Repeat exactly the lines of the listing from the line containing "Objective — one marker per instance of the fish eye" through its last line, and nothing beyond them.

Given records:
------
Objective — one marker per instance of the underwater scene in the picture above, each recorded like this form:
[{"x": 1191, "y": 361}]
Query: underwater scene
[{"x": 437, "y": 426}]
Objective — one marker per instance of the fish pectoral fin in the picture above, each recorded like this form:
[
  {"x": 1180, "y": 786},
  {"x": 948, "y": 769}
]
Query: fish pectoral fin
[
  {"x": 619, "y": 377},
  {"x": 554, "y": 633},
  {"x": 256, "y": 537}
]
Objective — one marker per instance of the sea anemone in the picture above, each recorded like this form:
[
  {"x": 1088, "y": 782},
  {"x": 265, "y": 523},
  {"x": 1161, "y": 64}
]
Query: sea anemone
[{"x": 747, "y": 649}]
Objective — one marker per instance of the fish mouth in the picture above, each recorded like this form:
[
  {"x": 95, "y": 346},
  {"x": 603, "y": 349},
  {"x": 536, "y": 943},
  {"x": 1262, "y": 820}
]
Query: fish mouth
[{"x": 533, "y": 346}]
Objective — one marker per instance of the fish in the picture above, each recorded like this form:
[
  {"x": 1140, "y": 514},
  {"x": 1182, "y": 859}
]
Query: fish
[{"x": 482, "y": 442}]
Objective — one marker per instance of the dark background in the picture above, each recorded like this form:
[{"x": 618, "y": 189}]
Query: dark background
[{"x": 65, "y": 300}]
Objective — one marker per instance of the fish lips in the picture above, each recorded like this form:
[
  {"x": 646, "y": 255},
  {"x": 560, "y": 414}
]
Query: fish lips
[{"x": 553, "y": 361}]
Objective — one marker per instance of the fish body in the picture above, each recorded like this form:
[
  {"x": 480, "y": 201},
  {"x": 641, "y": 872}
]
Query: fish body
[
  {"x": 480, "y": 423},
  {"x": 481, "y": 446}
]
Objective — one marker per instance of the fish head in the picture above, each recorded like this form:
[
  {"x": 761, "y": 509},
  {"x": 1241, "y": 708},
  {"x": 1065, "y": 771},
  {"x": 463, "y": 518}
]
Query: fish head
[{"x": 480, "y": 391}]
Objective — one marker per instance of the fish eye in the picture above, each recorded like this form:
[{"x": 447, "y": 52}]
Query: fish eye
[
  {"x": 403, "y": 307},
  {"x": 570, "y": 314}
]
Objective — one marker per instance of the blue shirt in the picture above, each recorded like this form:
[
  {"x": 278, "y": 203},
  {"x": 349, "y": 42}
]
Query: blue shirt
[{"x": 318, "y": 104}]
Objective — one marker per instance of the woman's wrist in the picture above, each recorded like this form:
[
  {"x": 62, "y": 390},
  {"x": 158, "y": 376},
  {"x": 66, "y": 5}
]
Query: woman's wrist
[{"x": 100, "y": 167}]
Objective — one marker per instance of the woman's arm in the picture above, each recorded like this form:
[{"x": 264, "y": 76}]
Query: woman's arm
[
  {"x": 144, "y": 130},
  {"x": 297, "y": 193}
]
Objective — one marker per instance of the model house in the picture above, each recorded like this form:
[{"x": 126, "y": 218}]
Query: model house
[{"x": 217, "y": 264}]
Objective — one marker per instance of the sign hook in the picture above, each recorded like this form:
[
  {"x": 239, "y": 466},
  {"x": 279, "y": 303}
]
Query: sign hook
------
The solution:
Objective — one marker per instance of the fish eye in the picture above, each recorded like this form:
[{"x": 447, "y": 52}]
Query: fish eye
[
  {"x": 403, "y": 307},
  {"x": 570, "y": 314}
]
Objective — one marker per instance of the blue shirt in the picture above, each recorded like this form:
[
  {"x": 278, "y": 203},
  {"x": 349, "y": 42}
]
Query: blue shirt
[{"x": 318, "y": 104}]
Objective — one marker per instance of the woman's wrist in the picture above, each recorded like this form:
[
  {"x": 62, "y": 390},
  {"x": 158, "y": 376},
  {"x": 66, "y": 5}
]
Query: woman's wrist
[{"x": 100, "y": 167}]
Objective — one marker per instance of the woman's arm in the picture above, each recorded like this form:
[{"x": 264, "y": 76}]
Query: woman's arm
[
  {"x": 144, "y": 130},
  {"x": 297, "y": 193}
]
Objective — one marker per instance of the model house in the picture above, each recorded like this form:
[{"x": 126, "y": 218}]
Query: model house
[{"x": 217, "y": 264}]
Objective — one marker per instance of the sign hook in the picture above, each recorded like this form:
[
  {"x": 239, "y": 466},
  {"x": 279, "y": 303}
]
Query: sign hook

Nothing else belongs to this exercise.